[START OF DATASET EXCERPTS]

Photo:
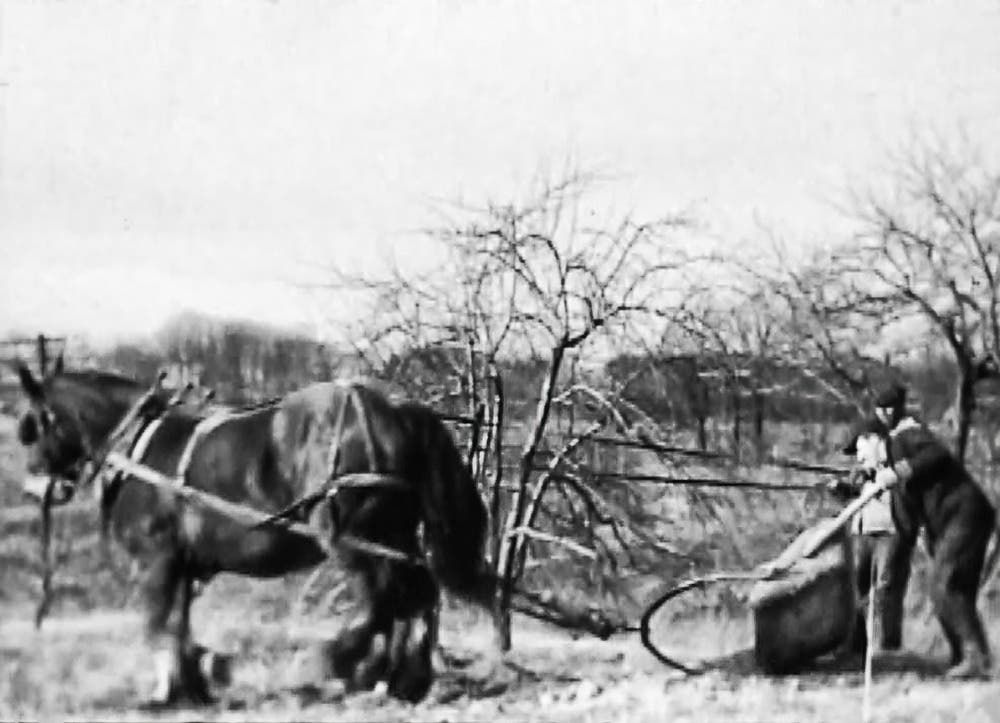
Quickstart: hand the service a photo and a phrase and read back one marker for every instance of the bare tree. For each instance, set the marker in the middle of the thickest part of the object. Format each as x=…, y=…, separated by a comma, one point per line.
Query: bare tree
x=540, y=280
x=930, y=248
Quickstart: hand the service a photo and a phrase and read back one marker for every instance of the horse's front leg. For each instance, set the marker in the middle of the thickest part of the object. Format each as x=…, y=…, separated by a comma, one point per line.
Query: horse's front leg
x=179, y=663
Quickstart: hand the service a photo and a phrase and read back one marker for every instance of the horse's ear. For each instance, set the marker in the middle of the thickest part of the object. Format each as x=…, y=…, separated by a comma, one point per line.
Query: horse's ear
x=29, y=384
x=850, y=447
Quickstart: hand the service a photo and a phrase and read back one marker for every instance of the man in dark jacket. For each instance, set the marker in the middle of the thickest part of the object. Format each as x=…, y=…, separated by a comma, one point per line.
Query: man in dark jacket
x=936, y=492
x=882, y=554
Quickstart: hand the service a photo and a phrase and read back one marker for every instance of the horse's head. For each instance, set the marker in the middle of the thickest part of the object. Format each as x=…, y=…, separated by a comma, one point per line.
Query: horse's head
x=71, y=415
x=55, y=441
x=869, y=448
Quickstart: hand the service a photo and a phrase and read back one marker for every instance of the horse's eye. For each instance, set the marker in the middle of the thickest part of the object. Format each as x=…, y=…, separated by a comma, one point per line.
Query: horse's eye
x=27, y=429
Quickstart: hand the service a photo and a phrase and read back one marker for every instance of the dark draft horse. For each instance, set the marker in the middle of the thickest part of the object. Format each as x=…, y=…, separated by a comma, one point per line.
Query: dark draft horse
x=283, y=459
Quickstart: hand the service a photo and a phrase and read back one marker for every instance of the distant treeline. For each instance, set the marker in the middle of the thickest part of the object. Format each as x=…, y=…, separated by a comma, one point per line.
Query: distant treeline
x=247, y=362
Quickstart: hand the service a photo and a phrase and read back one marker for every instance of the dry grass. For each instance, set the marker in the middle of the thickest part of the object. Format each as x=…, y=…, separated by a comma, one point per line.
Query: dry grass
x=89, y=662
x=95, y=667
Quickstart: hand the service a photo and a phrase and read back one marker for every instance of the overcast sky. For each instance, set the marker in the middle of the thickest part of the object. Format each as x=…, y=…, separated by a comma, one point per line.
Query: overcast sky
x=160, y=155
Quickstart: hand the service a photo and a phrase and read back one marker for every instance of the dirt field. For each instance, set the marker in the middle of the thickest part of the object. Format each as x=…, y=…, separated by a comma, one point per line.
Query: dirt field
x=93, y=666
x=89, y=663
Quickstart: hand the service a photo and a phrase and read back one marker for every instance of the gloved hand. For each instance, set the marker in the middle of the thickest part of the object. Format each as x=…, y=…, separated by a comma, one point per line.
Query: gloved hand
x=886, y=476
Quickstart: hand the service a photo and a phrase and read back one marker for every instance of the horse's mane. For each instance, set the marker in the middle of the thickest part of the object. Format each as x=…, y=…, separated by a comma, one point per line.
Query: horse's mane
x=97, y=397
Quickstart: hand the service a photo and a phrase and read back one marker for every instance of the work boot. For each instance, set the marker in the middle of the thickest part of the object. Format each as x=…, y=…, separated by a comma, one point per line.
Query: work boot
x=975, y=665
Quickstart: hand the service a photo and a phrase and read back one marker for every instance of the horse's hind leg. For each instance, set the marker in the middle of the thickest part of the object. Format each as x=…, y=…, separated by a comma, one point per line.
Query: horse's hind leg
x=413, y=636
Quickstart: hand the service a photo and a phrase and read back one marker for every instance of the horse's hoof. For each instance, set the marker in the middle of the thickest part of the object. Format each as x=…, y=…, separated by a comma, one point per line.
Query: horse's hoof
x=216, y=668
x=968, y=669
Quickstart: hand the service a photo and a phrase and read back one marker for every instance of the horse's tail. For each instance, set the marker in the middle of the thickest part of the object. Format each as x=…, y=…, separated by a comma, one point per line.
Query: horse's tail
x=455, y=518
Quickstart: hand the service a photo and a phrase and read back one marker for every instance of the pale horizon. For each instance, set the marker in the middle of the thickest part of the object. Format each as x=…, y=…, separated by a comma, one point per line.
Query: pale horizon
x=163, y=157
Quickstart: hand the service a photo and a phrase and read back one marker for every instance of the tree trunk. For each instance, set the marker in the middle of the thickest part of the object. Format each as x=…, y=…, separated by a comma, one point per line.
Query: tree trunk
x=962, y=409
x=758, y=424
x=737, y=404
x=509, y=544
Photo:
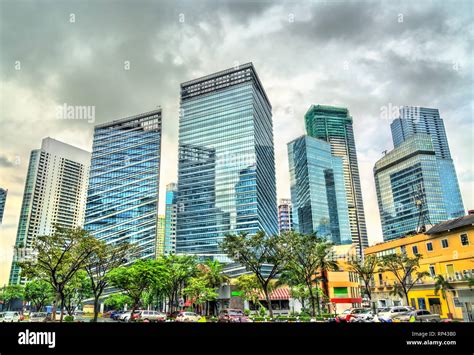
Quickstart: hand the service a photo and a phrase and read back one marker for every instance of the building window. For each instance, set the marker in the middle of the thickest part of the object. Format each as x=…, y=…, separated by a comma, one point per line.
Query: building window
x=429, y=246
x=464, y=240
x=432, y=271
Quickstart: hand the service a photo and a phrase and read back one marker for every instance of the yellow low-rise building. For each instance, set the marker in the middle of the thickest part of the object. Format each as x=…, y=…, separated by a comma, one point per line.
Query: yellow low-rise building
x=446, y=249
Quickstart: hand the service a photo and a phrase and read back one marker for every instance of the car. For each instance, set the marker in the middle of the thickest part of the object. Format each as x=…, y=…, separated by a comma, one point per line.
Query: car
x=387, y=315
x=187, y=317
x=11, y=317
x=116, y=314
x=350, y=313
x=232, y=315
x=419, y=315
x=38, y=317
x=151, y=316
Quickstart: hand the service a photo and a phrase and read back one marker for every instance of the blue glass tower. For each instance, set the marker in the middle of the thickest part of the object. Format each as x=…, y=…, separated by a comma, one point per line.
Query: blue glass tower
x=415, y=120
x=170, y=219
x=403, y=176
x=122, y=201
x=226, y=168
x=318, y=193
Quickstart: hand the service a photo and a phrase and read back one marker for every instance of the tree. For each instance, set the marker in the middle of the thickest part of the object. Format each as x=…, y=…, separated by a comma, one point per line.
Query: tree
x=58, y=257
x=11, y=293
x=38, y=292
x=117, y=301
x=199, y=292
x=105, y=258
x=212, y=271
x=309, y=255
x=135, y=279
x=405, y=270
x=249, y=287
x=76, y=290
x=256, y=252
x=443, y=285
x=365, y=270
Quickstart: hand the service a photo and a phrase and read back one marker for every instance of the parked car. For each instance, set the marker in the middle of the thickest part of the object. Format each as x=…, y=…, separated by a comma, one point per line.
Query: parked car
x=390, y=313
x=116, y=314
x=232, y=315
x=38, y=317
x=420, y=315
x=187, y=317
x=151, y=316
x=350, y=313
x=11, y=317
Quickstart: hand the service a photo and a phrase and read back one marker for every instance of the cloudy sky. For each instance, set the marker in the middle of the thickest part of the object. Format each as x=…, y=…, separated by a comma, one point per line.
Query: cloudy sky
x=366, y=55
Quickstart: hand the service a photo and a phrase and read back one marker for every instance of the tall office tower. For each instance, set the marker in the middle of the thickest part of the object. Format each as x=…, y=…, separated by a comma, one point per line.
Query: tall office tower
x=122, y=201
x=415, y=120
x=409, y=188
x=55, y=194
x=285, y=216
x=334, y=125
x=170, y=218
x=318, y=194
x=226, y=169
x=3, y=200
x=160, y=235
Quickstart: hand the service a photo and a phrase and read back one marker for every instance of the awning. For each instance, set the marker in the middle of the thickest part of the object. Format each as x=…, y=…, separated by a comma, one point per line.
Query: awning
x=346, y=300
x=277, y=294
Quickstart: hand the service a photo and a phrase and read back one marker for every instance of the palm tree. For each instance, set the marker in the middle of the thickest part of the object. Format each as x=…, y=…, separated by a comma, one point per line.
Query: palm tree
x=214, y=276
x=325, y=263
x=441, y=284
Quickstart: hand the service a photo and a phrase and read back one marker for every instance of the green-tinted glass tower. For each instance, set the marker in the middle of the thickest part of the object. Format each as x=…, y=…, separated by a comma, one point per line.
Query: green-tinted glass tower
x=334, y=125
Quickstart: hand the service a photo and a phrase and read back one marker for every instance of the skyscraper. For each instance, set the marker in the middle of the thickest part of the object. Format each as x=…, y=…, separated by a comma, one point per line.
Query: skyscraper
x=415, y=120
x=3, y=200
x=285, y=216
x=122, y=201
x=334, y=125
x=55, y=194
x=318, y=194
x=160, y=235
x=170, y=218
x=226, y=169
x=409, y=187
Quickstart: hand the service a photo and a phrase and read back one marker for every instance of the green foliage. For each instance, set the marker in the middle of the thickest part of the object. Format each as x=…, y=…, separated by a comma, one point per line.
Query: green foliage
x=405, y=270
x=117, y=301
x=38, y=292
x=10, y=293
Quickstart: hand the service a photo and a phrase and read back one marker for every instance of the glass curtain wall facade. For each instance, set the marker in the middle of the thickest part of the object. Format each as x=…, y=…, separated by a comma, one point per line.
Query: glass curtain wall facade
x=285, y=216
x=226, y=168
x=334, y=125
x=55, y=194
x=415, y=120
x=318, y=194
x=170, y=218
x=404, y=175
x=122, y=201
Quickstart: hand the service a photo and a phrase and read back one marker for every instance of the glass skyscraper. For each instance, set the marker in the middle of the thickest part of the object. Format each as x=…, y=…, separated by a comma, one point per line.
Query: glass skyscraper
x=415, y=120
x=318, y=194
x=55, y=194
x=403, y=176
x=334, y=125
x=122, y=201
x=226, y=168
x=3, y=199
x=285, y=216
x=170, y=218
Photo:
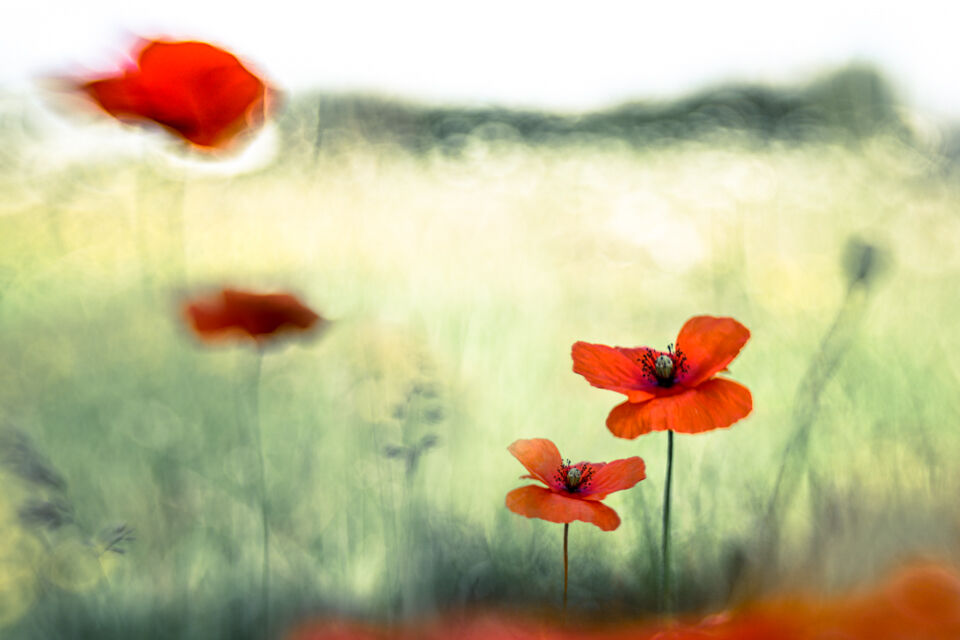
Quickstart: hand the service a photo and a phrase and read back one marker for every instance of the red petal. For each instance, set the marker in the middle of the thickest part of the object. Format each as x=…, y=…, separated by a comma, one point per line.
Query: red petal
x=201, y=93
x=533, y=501
x=121, y=97
x=715, y=404
x=614, y=476
x=612, y=368
x=709, y=344
x=256, y=315
x=541, y=458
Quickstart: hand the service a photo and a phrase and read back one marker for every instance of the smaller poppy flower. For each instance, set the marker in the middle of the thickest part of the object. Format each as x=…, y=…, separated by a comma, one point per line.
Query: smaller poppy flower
x=672, y=390
x=200, y=92
x=254, y=315
x=572, y=491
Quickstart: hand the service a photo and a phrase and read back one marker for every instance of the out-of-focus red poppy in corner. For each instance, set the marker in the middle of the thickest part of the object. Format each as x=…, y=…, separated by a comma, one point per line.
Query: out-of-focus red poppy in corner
x=573, y=491
x=918, y=602
x=673, y=390
x=233, y=313
x=197, y=91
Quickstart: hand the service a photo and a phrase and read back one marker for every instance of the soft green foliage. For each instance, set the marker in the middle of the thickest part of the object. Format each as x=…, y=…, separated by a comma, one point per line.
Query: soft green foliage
x=455, y=286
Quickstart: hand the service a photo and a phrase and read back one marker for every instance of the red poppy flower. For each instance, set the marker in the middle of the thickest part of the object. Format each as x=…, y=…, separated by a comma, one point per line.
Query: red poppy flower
x=674, y=389
x=199, y=92
x=573, y=491
x=254, y=315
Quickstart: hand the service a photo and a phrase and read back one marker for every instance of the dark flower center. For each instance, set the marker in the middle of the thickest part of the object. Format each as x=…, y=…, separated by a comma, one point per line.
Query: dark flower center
x=574, y=477
x=663, y=367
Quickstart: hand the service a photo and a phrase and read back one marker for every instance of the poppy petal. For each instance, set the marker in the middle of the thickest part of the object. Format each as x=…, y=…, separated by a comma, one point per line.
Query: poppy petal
x=613, y=476
x=612, y=368
x=541, y=458
x=534, y=501
x=199, y=92
x=709, y=344
x=255, y=315
x=715, y=404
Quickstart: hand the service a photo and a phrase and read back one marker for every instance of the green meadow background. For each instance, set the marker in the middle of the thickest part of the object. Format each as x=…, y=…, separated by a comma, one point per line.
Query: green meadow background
x=458, y=254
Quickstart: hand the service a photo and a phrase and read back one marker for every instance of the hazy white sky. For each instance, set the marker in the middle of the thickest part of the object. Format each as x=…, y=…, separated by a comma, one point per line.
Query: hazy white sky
x=560, y=54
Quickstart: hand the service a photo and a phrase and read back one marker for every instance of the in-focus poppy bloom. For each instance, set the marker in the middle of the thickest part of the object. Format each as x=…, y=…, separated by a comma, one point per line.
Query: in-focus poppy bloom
x=255, y=315
x=672, y=390
x=573, y=491
x=199, y=92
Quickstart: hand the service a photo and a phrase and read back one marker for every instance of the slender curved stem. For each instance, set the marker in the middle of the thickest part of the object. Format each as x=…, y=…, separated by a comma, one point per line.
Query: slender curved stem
x=258, y=442
x=566, y=533
x=666, y=594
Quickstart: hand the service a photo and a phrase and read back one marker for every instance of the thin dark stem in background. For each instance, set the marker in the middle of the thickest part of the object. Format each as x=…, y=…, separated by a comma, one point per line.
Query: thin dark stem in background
x=566, y=533
x=822, y=367
x=262, y=479
x=666, y=605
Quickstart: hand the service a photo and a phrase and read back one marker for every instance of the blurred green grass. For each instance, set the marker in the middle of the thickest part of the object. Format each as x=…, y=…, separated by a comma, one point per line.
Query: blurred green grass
x=456, y=284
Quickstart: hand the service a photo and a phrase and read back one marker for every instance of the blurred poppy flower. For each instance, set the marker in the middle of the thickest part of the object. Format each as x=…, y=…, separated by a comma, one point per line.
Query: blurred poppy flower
x=255, y=315
x=573, y=491
x=673, y=390
x=199, y=92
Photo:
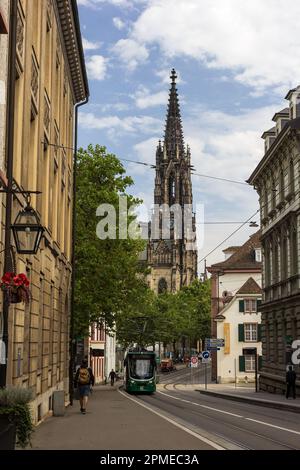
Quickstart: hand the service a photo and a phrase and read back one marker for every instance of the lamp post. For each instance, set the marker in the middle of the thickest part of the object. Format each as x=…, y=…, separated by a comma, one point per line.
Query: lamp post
x=27, y=231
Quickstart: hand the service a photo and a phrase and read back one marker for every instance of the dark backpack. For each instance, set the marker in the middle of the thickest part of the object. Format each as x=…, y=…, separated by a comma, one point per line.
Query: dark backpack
x=84, y=376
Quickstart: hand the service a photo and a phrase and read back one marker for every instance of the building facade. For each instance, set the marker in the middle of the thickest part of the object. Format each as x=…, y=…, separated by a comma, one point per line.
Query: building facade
x=4, y=20
x=276, y=179
x=235, y=312
x=50, y=81
x=102, y=349
x=172, y=252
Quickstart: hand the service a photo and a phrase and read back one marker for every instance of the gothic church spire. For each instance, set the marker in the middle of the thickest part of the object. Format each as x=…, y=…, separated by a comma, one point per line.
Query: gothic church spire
x=173, y=140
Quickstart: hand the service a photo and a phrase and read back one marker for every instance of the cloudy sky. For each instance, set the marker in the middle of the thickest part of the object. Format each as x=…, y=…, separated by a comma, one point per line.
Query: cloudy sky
x=235, y=60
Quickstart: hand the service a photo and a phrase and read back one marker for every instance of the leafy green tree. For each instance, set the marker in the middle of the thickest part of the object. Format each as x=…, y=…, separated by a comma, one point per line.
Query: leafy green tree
x=106, y=271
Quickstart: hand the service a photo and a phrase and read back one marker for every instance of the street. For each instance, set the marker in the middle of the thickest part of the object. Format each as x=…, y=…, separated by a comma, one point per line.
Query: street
x=176, y=416
x=234, y=425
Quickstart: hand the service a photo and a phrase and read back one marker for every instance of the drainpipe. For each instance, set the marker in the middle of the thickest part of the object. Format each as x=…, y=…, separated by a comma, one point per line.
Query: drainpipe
x=72, y=343
x=10, y=120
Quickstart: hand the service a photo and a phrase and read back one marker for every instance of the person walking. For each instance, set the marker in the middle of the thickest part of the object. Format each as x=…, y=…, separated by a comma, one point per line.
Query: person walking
x=112, y=376
x=291, y=382
x=84, y=379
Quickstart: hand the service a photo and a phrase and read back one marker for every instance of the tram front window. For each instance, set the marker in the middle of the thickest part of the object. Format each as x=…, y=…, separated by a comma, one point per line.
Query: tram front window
x=141, y=368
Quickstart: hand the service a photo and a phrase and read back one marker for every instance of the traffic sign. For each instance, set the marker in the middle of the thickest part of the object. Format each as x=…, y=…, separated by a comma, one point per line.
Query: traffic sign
x=205, y=354
x=194, y=361
x=214, y=342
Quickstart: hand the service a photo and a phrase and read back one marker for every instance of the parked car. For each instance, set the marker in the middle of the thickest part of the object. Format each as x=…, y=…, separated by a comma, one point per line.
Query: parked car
x=167, y=365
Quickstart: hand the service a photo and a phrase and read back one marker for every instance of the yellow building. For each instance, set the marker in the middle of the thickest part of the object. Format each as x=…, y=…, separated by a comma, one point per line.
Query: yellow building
x=50, y=81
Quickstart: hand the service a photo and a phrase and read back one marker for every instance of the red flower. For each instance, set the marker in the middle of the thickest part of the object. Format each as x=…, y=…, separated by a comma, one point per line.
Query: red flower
x=17, y=281
x=7, y=278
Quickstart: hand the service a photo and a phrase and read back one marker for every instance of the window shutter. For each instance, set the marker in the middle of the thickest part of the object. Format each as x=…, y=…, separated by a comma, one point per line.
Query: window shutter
x=242, y=363
x=259, y=332
x=241, y=332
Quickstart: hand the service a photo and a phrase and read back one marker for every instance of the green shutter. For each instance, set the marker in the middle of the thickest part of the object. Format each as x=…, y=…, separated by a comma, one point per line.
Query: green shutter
x=259, y=332
x=241, y=332
x=242, y=363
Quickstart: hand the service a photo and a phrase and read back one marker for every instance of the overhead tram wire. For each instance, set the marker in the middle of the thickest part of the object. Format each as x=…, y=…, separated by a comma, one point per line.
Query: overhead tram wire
x=153, y=166
x=248, y=220
x=195, y=174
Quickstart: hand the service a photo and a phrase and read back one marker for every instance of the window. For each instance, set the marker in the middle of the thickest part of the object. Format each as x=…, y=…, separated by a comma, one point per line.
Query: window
x=250, y=330
x=250, y=306
x=250, y=363
x=162, y=286
x=258, y=255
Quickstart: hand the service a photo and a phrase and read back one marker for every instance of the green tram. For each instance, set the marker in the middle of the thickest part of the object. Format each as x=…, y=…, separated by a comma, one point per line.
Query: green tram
x=140, y=371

[END OF DATASET EXCERPTS]

» **SET PROBLEM**: Reproduce verbatim the stretch of the records above, from the line that contains "of the window." through the end of the records.

» **ANSWER IN FULL**:
Quickstart: hand the service a photo and a phrase and read back one marker for every instance of the window. For each instance, set the marker in the middle of the thickest part of the object. Format each as x=…, y=…, separated by a comma, one point per line.
Query: window
x=250, y=330
x=250, y=306
x=250, y=363
x=162, y=286
x=258, y=255
Quickstart: hand the service a photo and a phrase and read back one marker for every instance of the green tram. For each instance, set the marker in the middle of the thickest part of the object. Format each as x=…, y=…, separated by a comma, one point per line.
Query: green tram
x=140, y=371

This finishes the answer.